------ ИСХОДНЫЕ ДАННЫЕ

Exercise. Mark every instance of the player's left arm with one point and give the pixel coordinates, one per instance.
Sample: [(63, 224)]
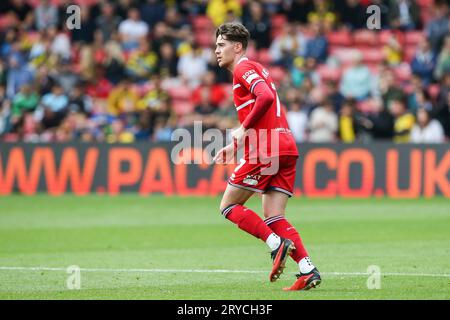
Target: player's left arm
[(264, 98)]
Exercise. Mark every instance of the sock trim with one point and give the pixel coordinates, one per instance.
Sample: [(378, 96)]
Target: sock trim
[(228, 209), (245, 188), (271, 220), (290, 194)]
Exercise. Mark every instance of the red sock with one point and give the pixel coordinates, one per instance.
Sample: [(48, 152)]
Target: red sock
[(248, 221), (284, 229)]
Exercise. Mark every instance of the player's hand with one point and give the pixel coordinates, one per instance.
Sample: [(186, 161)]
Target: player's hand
[(238, 134), (225, 155)]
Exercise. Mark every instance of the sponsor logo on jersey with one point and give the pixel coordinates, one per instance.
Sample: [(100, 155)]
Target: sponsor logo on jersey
[(252, 179)]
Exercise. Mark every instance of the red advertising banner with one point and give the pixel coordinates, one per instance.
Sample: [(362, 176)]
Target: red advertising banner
[(324, 170)]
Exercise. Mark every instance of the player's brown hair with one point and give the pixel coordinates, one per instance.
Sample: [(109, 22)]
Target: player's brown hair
[(234, 31)]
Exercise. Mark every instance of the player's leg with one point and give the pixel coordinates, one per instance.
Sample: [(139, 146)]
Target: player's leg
[(246, 180), (233, 209), (274, 207), (275, 200)]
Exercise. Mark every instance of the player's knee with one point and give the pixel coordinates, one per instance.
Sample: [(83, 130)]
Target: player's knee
[(225, 208)]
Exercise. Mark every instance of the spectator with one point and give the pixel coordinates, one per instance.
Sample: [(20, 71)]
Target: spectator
[(114, 63), (323, 124), (217, 10), (209, 83), (66, 77), (403, 121), (441, 110), (298, 72), (427, 130), (60, 43), (132, 30), (298, 10), (168, 62), (404, 15), (298, 121), (23, 12), (351, 13), (392, 51), (388, 88), (334, 95), (379, 124), (122, 99), (258, 24), (323, 14), (46, 15), (80, 102), (53, 107), (443, 60), (348, 126), (142, 63), (419, 99), (154, 97), (193, 65), (357, 80), (85, 33), (204, 111), (424, 62), (438, 27), (18, 75), (108, 22), (26, 100), (317, 46), (152, 11), (288, 45), (119, 134)]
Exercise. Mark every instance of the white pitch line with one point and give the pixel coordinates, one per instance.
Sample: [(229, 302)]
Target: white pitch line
[(217, 271)]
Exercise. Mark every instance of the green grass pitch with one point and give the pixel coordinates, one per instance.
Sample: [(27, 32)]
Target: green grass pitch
[(133, 247)]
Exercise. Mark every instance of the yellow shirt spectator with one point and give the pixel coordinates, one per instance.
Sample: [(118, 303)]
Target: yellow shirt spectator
[(346, 131), (217, 10), (122, 100), (402, 127)]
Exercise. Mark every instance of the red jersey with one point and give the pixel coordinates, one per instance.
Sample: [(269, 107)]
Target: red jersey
[(246, 75)]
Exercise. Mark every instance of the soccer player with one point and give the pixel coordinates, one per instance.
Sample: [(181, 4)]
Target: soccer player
[(260, 112)]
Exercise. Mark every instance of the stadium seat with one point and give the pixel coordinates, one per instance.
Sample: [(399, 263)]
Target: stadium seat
[(343, 54), (340, 38), (204, 39), (413, 37), (202, 23), (327, 73), (372, 55), (402, 72), (277, 74), (385, 35), (433, 91), (264, 57), (365, 106), (278, 20), (182, 107), (425, 3), (365, 38), (409, 52)]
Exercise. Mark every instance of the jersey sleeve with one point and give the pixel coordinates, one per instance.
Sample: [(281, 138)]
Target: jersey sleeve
[(247, 76)]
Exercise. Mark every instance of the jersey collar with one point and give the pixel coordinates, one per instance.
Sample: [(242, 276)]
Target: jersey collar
[(242, 59)]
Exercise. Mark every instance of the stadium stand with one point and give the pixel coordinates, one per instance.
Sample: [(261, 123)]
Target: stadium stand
[(107, 56)]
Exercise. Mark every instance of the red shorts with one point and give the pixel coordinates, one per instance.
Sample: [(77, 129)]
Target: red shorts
[(262, 177)]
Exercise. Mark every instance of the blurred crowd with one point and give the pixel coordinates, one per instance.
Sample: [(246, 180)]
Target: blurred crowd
[(137, 70)]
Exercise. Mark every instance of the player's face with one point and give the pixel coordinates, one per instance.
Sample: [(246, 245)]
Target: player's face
[(225, 52)]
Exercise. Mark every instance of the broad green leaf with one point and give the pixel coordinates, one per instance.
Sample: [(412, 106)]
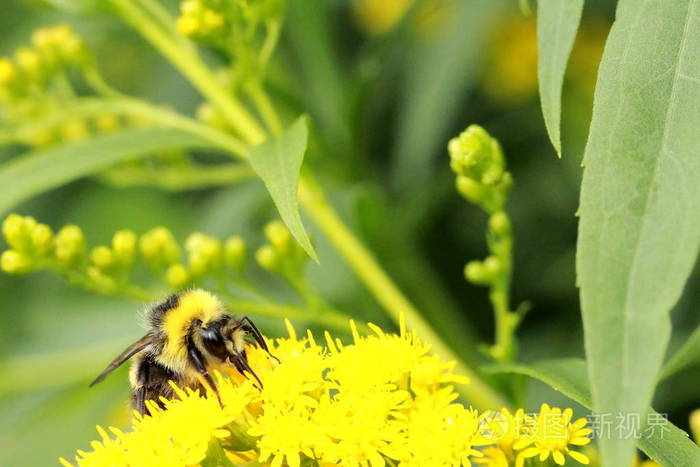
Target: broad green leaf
[(688, 355), (666, 444), (639, 230), (43, 170), (557, 23), (278, 163)]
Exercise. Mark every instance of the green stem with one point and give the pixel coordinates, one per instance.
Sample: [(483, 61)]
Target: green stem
[(177, 179), (88, 107), (504, 349), (195, 70), (313, 200), (335, 320), (380, 285)]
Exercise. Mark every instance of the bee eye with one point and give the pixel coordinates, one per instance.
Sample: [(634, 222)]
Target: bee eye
[(214, 342)]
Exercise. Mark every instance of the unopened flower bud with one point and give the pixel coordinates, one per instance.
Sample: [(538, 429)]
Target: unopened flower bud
[(235, 252), (7, 72), (476, 273), (492, 266), (470, 189), (16, 232), (267, 258), (14, 262), (188, 25), (42, 239), (177, 276), (212, 20), (70, 246), (102, 258), (499, 223), (124, 247), (28, 60)]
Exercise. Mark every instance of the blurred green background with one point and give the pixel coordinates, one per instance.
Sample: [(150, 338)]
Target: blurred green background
[(387, 84)]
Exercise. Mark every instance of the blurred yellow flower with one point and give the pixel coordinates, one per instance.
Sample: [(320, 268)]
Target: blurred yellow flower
[(381, 400), (551, 433), (377, 17)]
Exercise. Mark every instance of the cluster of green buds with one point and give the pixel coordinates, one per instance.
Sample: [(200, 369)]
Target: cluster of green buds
[(245, 30), (207, 257), (282, 254), (53, 50), (107, 269), (34, 246), (30, 243), (478, 161)]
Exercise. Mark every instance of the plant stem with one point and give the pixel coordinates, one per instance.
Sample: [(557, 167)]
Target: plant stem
[(195, 70), (312, 199), (385, 291), (178, 178)]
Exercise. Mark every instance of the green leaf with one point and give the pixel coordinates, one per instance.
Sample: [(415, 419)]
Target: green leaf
[(688, 355), (43, 170), (557, 23), (666, 444), (216, 457), (278, 163), (639, 230)]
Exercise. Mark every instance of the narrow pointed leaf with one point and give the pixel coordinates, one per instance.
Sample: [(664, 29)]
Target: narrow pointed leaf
[(557, 23), (663, 441), (43, 170), (278, 163), (639, 230)]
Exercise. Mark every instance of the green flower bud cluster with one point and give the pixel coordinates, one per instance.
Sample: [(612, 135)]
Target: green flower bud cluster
[(482, 179), (282, 255), (208, 257), (243, 29), (478, 161), (29, 243), (53, 50)]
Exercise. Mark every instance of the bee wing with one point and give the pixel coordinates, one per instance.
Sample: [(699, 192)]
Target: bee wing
[(129, 352)]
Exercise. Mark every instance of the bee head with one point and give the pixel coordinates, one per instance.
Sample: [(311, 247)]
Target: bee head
[(214, 338)]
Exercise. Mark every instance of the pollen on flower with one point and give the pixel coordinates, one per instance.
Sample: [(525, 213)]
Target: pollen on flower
[(322, 405)]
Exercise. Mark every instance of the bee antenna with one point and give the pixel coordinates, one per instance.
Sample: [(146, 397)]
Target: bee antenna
[(250, 328)]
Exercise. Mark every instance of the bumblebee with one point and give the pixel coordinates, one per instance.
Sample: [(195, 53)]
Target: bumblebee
[(188, 335)]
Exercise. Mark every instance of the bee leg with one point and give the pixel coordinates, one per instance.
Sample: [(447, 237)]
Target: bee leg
[(197, 360), (142, 375), (240, 361), (250, 328)]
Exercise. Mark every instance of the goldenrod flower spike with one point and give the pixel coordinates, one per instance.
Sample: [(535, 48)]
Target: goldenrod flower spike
[(552, 433), (321, 404)]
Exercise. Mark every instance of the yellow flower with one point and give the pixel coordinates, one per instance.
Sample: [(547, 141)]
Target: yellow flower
[(551, 432), (321, 405)]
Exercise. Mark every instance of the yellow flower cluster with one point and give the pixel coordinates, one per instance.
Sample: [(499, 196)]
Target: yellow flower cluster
[(37, 82), (381, 400)]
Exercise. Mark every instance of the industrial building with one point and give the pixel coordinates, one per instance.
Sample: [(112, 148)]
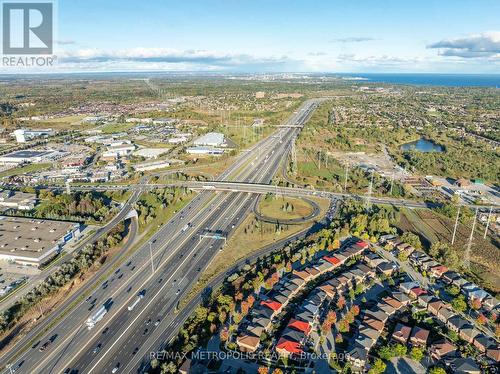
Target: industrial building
[(151, 165), (24, 135), (33, 241), (21, 157), (204, 151), (17, 200), (212, 139)]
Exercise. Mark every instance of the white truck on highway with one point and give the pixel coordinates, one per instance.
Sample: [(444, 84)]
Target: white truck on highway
[(96, 317)]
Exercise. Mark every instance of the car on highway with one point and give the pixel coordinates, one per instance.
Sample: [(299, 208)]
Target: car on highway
[(97, 348), (44, 346)]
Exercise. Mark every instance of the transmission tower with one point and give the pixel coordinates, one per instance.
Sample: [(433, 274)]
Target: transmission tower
[(469, 244), (369, 196), (294, 159), (487, 223), (455, 227)]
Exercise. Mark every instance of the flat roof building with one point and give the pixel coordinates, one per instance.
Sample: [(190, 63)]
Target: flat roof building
[(33, 241), (17, 200), (214, 139), (20, 157), (204, 150)]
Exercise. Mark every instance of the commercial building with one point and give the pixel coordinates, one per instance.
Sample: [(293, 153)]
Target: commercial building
[(21, 157), (24, 135), (150, 152), (204, 150), (151, 165), (17, 200), (213, 139), (33, 241)]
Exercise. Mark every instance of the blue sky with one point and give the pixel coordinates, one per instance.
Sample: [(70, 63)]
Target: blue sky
[(453, 36)]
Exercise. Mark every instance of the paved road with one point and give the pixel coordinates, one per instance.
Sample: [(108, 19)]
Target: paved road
[(178, 257), (38, 278), (259, 188)]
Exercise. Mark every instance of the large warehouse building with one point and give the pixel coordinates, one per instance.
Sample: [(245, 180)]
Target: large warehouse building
[(21, 157), (33, 241), (213, 139)]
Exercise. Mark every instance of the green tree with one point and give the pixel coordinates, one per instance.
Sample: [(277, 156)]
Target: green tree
[(416, 353), (459, 304), (378, 367), (411, 239)]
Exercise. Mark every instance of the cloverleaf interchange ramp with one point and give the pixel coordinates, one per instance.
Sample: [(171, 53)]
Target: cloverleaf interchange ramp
[(178, 257)]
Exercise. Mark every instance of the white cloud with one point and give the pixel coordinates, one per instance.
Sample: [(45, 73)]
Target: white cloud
[(483, 45), (196, 59), (352, 39)]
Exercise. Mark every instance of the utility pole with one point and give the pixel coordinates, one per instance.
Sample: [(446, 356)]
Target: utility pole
[(469, 244), (294, 159), (151, 255), (487, 223), (345, 180), (455, 228), (370, 187), (392, 183)]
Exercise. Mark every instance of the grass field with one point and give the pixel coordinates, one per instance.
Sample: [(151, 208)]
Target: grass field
[(273, 208), (247, 238), (433, 227)]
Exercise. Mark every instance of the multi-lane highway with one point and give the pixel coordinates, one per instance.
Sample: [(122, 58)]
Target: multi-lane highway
[(100, 232), (163, 270)]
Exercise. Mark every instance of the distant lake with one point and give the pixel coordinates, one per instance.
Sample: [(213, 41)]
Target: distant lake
[(451, 80), (422, 145)]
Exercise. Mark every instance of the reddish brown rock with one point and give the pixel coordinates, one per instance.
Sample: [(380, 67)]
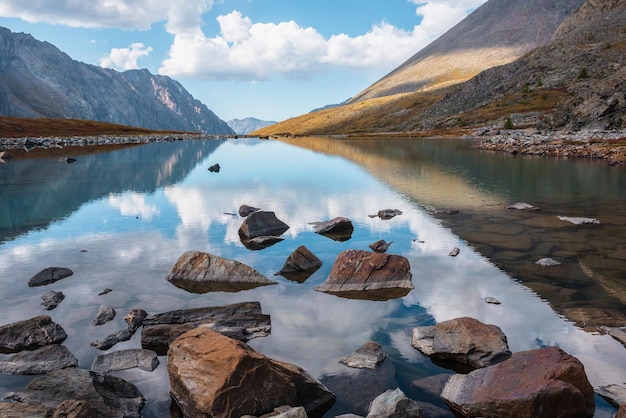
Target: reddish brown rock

------------

▸ **ЗАДАНИЕ**: Преврати в таблицу Markdown строки, начиная со строки, где есть «Exercise. Mark every instance of the cluster», и заканчивая строкой, где есть «457), (278, 163), (639, 230)]», включая обе. Сделай два столбца, «№» с номером по порядку и «Строка» с самой строкой, а пустые строки пропусти.

▸ **РЕШЕНИЕ ЗАДАЧИ**:
| № | Строка |
|---|---|
| 1 | Exercise. Mark every instance of the cluster of green buds with one point and give the pixel coordinates, one per instance. |
| 2 | Sample: [(200, 369)] |
| 3 | Target: cluster of green buds |
| 4 | [(245, 30), (207, 257), (282, 254), (53, 50), (107, 269), (34, 246), (30, 243), (478, 161)] |
| 5 | Exercise. Mark every instance of the plant stem with one point and give the pixel coordinates, one per instance. |
| 6 | Sample: [(557, 167)] |
| 7 | Target: plant stem |
| 8 | [(195, 70), (312, 199), (385, 291), (178, 178)] |
| 9 | Exercise. Mark every instance of the green leaf with one point and give the pixel coordinates, one per instance. |
| 10 | Sample: [(415, 419)] |
| 11 | Target: green leaf |
| 12 | [(688, 355), (43, 170), (557, 23), (666, 444), (216, 457), (278, 163), (639, 230)] |